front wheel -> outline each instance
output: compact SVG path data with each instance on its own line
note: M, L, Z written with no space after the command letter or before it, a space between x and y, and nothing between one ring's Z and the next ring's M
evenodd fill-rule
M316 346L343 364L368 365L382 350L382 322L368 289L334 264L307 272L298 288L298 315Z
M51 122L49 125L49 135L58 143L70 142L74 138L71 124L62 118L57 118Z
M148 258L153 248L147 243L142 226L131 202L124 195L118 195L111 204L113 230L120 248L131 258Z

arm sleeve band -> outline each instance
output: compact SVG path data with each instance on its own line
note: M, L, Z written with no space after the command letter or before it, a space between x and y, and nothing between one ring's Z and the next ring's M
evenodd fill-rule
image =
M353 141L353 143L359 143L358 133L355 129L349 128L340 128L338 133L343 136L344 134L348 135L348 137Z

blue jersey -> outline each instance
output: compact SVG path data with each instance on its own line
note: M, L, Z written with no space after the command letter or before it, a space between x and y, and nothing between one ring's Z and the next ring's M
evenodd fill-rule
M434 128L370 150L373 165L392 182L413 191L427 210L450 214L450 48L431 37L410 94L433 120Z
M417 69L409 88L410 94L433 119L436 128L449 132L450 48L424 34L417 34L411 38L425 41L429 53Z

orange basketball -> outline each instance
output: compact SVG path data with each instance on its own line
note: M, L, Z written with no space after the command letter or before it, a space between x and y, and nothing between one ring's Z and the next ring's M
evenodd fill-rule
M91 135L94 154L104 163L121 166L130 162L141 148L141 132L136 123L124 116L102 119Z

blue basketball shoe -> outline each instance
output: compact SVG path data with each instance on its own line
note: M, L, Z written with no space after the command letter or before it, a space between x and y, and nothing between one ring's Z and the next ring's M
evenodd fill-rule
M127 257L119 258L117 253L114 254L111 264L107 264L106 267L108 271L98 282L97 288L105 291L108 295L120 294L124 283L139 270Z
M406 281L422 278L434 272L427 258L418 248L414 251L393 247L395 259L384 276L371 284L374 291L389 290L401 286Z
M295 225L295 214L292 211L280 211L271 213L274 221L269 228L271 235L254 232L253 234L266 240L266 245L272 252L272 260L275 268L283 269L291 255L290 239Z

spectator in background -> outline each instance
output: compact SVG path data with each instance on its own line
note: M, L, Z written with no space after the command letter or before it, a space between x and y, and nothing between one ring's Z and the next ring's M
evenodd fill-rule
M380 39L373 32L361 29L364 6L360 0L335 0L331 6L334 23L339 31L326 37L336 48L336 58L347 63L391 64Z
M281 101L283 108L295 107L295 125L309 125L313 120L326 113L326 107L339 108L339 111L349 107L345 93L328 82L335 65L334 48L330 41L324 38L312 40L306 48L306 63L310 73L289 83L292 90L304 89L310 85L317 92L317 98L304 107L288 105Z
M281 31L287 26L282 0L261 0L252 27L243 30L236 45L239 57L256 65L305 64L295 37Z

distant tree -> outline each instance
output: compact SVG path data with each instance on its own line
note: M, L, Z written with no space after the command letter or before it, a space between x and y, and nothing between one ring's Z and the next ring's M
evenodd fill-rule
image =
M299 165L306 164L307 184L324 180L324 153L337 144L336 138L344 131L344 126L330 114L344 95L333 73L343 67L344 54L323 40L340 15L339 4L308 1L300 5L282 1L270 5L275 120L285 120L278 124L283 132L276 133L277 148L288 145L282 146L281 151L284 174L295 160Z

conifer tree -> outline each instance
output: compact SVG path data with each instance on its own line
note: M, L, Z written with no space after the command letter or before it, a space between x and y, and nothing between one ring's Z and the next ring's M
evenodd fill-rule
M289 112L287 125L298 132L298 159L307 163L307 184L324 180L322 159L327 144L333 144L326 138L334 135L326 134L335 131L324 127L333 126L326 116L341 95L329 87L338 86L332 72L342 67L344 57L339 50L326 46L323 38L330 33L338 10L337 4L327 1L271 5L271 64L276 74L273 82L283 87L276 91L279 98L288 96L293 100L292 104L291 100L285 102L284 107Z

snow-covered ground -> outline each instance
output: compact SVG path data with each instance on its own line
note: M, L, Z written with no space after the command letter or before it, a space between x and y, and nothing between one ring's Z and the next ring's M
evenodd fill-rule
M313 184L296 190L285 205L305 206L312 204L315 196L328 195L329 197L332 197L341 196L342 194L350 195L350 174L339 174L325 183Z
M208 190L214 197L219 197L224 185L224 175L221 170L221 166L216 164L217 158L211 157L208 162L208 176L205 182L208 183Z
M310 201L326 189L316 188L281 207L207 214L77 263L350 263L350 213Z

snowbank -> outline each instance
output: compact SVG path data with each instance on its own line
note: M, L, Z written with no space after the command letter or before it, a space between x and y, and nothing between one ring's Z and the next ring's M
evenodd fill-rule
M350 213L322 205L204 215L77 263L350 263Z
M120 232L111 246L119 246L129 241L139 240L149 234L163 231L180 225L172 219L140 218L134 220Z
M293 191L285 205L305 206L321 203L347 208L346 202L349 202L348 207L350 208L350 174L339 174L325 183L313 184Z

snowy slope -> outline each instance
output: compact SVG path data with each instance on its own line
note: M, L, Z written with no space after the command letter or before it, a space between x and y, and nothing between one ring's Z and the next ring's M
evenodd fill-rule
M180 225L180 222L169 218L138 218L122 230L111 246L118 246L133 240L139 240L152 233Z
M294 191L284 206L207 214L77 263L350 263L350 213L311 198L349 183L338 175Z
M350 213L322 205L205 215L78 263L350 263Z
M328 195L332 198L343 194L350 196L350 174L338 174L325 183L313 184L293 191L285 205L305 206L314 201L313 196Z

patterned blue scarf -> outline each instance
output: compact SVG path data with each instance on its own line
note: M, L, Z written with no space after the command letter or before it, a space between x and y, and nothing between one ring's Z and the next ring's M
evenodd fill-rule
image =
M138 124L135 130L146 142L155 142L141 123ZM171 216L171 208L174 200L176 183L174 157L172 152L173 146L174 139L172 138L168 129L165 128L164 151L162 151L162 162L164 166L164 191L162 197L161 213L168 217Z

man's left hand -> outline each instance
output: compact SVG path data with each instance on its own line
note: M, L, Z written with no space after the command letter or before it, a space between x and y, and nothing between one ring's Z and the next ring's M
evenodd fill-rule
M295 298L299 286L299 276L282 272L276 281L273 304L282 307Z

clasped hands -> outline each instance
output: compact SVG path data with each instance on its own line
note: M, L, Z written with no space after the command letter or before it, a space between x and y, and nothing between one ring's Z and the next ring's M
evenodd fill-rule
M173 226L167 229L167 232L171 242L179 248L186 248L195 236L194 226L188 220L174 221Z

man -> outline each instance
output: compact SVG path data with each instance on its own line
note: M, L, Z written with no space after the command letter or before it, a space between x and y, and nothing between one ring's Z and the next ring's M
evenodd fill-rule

*-*-*

Which lines above contain "tree"? Show each of them.

OUTPUT OF THE TASK:
distant tree -> outline each instance
conifer tree -> outline each instance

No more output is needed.